[Natural-language object grounding data]
= = = = = = =

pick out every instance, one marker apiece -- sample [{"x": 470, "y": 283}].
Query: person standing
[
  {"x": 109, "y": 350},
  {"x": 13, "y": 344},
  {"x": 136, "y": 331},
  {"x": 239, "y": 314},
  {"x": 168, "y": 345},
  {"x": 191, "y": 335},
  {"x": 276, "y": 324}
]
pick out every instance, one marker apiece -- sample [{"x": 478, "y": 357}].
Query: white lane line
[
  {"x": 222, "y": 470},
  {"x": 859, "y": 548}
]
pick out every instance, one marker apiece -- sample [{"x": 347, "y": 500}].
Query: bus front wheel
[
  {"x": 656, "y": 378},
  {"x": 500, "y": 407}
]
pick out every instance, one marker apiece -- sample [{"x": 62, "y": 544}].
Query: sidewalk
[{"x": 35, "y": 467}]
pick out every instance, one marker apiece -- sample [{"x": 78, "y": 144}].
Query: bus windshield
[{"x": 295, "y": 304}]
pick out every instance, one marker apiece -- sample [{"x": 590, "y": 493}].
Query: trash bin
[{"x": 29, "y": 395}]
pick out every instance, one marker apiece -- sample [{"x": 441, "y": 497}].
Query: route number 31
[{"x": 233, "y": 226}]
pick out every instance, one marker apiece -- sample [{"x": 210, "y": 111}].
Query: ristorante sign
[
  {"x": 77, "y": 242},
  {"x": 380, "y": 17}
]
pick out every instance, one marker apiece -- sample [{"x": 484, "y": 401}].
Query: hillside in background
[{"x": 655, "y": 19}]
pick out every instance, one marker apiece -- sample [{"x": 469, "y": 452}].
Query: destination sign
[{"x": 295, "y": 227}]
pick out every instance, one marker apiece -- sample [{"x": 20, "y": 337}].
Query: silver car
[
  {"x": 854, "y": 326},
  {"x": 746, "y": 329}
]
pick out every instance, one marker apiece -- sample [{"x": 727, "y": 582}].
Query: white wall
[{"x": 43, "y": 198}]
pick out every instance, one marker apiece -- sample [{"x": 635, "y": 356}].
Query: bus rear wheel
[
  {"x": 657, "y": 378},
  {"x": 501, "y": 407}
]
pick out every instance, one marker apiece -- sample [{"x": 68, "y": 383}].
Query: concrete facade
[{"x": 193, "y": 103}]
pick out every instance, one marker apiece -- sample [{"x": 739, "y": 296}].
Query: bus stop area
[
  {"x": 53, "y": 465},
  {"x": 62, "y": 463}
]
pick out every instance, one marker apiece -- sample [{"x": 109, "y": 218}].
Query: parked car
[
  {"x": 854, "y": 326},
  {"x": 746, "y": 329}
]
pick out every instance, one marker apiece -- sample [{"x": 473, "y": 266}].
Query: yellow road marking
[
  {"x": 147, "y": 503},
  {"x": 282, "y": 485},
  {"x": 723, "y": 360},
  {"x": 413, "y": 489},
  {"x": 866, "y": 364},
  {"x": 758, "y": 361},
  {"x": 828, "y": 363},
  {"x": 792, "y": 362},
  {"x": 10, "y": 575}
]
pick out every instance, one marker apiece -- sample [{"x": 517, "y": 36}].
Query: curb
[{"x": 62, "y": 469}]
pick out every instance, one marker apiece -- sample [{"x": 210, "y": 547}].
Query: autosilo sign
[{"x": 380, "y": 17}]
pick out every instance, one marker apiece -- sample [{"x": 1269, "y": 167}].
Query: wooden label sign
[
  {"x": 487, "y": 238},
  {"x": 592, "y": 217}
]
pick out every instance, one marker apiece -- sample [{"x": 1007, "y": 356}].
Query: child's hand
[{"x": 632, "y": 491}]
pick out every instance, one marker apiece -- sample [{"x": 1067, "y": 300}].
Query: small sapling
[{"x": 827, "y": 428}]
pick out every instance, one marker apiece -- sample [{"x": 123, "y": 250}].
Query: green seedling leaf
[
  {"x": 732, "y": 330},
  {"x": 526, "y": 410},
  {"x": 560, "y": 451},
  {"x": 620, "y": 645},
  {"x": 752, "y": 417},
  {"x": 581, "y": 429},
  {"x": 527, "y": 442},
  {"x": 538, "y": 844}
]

= = = = = = =

Transcribe all of the records above without altering anything.

WRITTEN ANSWER
pick out every instance, one marker apiece -- sample [{"x": 470, "y": 283}].
Query: person standing
[
  {"x": 109, "y": 350},
  {"x": 13, "y": 344},
  {"x": 136, "y": 331},
  {"x": 239, "y": 314},
  {"x": 168, "y": 345},
  {"x": 191, "y": 335},
  {"x": 276, "y": 324}
]
pick out every instance, one marker apiece -- sample [{"x": 478, "y": 357}].
Query: white lane line
[
  {"x": 222, "y": 470},
  {"x": 859, "y": 548}
]
pick out every instance, one marker apiece -- sample [{"x": 347, "y": 500}].
Query: bus front wheel
[
  {"x": 656, "y": 378},
  {"x": 500, "y": 407}
]
pick out every instance, one marker apiece -- sample [{"x": 62, "y": 544}].
Query: sidewalk
[{"x": 35, "y": 467}]
pick out every instance, one marker apiece -- sample [{"x": 78, "y": 144}].
Query: bus windshield
[{"x": 295, "y": 304}]
pick out every instance, one marker apiece -- sample [{"x": 590, "y": 493}].
Query: trash bin
[{"x": 29, "y": 395}]
pick out every instance, one marker apiece -- sample [{"x": 441, "y": 497}].
Query: route number 31
[{"x": 233, "y": 226}]
pick out every instance, one marker apiece -- sample [{"x": 210, "y": 111}].
Query: ristorante sign
[
  {"x": 77, "y": 242},
  {"x": 380, "y": 17}
]
pick out every instance, one marker apiece -- sample [{"x": 484, "y": 401}].
Query: hillside in background
[{"x": 655, "y": 19}]
pick out every instance, one marker apiece -- sample [{"x": 469, "y": 452}].
Query: destination sign
[{"x": 295, "y": 227}]
pick out every instance, one marker apiece -- sample [{"x": 20, "y": 337}].
Query: silver car
[
  {"x": 854, "y": 326},
  {"x": 746, "y": 329}
]
pick out every instance, one marker apiece -- sample [{"x": 727, "y": 582}].
Query: white wall
[{"x": 43, "y": 198}]
pick out every instance, one marker apiece -- sample [{"x": 635, "y": 356}].
Query: bus rear wheel
[
  {"x": 657, "y": 378},
  {"x": 501, "y": 407}
]
pick out every instance, one marker apiece -- sample [{"x": 68, "y": 383}].
Query: concrete facade
[{"x": 193, "y": 103}]
pick out every instance, one marker apiece -- sample [{"x": 739, "y": 296}].
Query: bus stop area
[
  {"x": 53, "y": 465},
  {"x": 62, "y": 463}
]
pick out every instance, one marker apiece -- sample [{"x": 109, "y": 218}].
Query: parked car
[
  {"x": 854, "y": 326},
  {"x": 746, "y": 329}
]
pick out every instance, one marker apiece -- sample [{"x": 473, "y": 266}].
Query: yellow road marking
[
  {"x": 147, "y": 503},
  {"x": 282, "y": 485},
  {"x": 723, "y": 360},
  {"x": 413, "y": 489},
  {"x": 866, "y": 364},
  {"x": 758, "y": 361},
  {"x": 828, "y": 363},
  {"x": 792, "y": 362},
  {"x": 10, "y": 575}
]
pick out every instance, one marker apiece -- sample [{"x": 517, "y": 36}].
Query: curb
[{"x": 62, "y": 469}]
pick out every instance, one marker apiece -- sample [{"x": 210, "y": 547}].
Query: autosilo sign
[{"x": 380, "y": 17}]
pick out every instance, one marker apiece -- sample [{"x": 1269, "y": 167}].
Query: wooden label sign
[
  {"x": 487, "y": 238},
  {"x": 592, "y": 217}
]
pick out every instance, one marker apiece -- sample [{"x": 1007, "y": 356}].
Query: child's hand
[{"x": 632, "y": 491}]
pick out every instance, one marker apiece -- sample [{"x": 1067, "y": 300}].
Query: small sapling
[{"x": 827, "y": 428}]
pick out every instance, one marker apiece -- sample [{"x": 123, "y": 250}].
Query: green seedling leaf
[
  {"x": 732, "y": 330},
  {"x": 526, "y": 410},
  {"x": 560, "y": 451},
  {"x": 620, "y": 645},
  {"x": 752, "y": 417},
  {"x": 581, "y": 429},
  {"x": 527, "y": 442},
  {"x": 538, "y": 844}
]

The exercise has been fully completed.